Description of the task
Write out the entries below exactly, but only from the line containing "Step 1: Look at the image. Step 2: Identify every sandy" through the line containing "Step 1: Look at the image. Step 2: Identify every shadow", and without the pictures.

Material for the task

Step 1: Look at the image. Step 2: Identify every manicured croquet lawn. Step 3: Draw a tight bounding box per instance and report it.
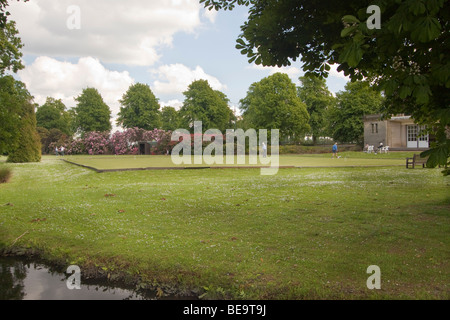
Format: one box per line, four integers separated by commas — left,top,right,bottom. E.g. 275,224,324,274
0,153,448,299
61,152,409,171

* * *

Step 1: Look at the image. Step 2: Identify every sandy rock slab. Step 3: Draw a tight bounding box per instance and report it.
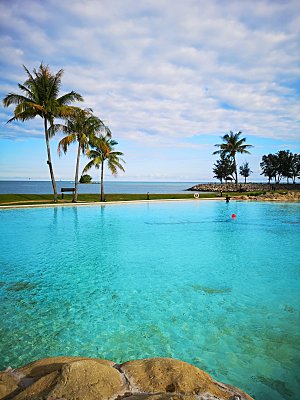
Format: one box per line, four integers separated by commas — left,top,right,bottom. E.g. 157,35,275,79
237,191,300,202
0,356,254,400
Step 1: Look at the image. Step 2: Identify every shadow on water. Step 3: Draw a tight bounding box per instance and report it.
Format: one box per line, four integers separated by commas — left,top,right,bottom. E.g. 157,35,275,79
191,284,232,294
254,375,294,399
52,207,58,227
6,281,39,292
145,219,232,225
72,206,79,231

Written reply
Step 1: Look at the image. Step 2: Identify every sandy rock slab. Step 3: Draw a tight bounding box per instance and report it.
Format: one box per line, four integers separated by commas — left,top,right,bottom. E.g. 157,35,275,79
237,191,300,202
0,356,254,400
Step 1: Look at the image. Step 2: Identify every shadow on water. Step 3: Draw a tight bounding box per instance and report it.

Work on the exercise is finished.